WHAT TO PRODUCE -> Can you pick out every line in the items below that contains the word "snow" and copy each one? Case counts.

* begin RECORDS PROVIDED *

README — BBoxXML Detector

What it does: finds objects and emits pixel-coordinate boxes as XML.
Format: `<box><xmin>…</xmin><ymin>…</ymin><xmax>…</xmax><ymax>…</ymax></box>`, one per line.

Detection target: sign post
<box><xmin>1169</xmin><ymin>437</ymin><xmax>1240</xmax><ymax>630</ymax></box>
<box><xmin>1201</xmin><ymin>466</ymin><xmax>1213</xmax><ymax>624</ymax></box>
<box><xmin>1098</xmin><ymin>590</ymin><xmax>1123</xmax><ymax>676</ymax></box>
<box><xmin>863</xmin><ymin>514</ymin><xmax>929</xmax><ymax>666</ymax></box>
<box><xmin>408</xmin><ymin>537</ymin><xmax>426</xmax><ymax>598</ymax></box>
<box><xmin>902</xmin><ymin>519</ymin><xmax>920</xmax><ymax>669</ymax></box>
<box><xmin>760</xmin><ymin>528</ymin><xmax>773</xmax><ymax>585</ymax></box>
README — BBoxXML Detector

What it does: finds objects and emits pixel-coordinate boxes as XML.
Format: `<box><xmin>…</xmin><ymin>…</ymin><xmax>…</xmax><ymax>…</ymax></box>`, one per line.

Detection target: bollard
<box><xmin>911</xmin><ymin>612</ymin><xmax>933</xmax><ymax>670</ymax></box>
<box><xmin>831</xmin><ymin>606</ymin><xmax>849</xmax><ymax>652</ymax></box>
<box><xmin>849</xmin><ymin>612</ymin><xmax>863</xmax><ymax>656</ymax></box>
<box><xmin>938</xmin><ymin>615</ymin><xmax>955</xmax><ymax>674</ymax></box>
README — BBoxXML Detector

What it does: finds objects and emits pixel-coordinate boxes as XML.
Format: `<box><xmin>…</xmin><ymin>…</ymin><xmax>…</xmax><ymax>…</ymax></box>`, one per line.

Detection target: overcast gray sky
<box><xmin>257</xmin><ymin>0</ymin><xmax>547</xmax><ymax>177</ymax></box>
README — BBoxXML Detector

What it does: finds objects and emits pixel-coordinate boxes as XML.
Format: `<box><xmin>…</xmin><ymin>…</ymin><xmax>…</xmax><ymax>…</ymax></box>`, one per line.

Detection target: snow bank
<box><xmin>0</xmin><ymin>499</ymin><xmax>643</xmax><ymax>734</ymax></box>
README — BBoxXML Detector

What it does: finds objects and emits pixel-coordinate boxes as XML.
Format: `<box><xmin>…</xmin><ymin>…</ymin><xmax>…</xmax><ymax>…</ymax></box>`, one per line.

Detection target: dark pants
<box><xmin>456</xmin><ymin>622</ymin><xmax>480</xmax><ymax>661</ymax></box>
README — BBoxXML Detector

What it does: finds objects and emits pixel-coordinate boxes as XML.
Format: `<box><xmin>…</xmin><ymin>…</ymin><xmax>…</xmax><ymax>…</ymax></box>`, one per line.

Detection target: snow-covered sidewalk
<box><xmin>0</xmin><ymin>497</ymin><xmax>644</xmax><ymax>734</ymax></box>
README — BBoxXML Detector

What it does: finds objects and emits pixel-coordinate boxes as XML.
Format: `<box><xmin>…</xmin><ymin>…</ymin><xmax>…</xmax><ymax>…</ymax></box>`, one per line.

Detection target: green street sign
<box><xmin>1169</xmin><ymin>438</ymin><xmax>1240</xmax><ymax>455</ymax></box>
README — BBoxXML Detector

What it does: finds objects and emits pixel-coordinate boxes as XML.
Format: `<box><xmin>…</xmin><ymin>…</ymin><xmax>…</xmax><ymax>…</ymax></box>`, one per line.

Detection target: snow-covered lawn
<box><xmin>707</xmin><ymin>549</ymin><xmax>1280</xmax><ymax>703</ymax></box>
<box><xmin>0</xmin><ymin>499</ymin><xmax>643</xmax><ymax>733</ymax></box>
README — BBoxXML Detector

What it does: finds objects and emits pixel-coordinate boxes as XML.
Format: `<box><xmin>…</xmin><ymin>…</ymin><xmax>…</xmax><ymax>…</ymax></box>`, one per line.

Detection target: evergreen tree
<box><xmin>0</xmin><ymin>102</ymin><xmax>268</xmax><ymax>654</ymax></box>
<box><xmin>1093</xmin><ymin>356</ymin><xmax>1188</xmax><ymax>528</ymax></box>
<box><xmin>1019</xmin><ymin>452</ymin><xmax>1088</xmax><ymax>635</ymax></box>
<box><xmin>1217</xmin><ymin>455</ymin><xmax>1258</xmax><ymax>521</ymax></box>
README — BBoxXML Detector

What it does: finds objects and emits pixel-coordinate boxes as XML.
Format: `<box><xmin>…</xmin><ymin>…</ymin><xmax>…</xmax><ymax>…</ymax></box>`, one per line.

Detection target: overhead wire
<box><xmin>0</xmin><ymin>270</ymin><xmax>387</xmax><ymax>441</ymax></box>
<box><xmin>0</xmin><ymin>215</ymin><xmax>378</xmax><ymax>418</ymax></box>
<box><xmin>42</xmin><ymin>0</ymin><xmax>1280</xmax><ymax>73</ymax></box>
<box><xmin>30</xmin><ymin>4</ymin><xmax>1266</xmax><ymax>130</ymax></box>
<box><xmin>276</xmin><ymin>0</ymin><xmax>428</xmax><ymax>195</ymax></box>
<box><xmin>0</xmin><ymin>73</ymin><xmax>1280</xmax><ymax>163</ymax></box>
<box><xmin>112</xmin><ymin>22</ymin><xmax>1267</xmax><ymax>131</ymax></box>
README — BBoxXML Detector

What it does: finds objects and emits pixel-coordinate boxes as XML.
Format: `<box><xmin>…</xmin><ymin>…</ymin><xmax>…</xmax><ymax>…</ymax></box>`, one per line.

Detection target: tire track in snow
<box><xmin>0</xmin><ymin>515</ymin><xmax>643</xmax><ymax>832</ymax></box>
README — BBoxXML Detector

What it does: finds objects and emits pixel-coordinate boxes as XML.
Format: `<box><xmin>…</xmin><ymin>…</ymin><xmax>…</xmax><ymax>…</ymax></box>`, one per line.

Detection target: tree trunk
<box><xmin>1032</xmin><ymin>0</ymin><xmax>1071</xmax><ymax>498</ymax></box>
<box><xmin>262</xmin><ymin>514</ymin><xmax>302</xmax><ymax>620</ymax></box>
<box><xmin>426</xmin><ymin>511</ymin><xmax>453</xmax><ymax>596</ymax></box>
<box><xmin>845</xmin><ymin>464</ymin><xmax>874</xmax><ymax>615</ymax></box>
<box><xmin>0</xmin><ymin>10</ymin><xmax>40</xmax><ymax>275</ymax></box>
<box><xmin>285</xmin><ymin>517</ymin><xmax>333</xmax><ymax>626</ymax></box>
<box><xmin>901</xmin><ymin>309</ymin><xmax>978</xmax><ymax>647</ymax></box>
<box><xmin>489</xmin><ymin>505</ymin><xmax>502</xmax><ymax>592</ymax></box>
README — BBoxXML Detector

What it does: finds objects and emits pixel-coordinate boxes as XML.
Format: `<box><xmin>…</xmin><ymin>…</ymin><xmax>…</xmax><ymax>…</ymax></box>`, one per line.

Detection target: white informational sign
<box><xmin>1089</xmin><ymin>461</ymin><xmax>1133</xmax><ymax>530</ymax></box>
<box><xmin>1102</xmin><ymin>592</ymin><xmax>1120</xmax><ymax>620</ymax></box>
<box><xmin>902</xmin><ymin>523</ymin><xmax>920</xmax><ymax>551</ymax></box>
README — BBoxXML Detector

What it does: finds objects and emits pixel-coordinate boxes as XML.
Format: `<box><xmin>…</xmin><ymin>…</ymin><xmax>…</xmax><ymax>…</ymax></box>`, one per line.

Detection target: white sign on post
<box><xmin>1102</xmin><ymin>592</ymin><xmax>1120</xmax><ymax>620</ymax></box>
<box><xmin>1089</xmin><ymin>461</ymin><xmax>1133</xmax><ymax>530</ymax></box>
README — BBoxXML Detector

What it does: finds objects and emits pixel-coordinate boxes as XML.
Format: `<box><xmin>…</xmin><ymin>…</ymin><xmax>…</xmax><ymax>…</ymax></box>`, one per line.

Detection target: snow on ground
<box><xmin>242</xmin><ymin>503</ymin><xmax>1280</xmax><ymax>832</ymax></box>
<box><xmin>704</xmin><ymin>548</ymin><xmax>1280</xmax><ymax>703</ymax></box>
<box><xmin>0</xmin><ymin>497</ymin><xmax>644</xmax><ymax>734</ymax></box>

* end RECORDS PROVIDED *

EXERCISE OUTPUT ->
Detection target: snow bank
Detection target: snow-covered sidewalk
Detection target: snow-covered lawn
Detection target: tire track in snow
Detection target: snow on ground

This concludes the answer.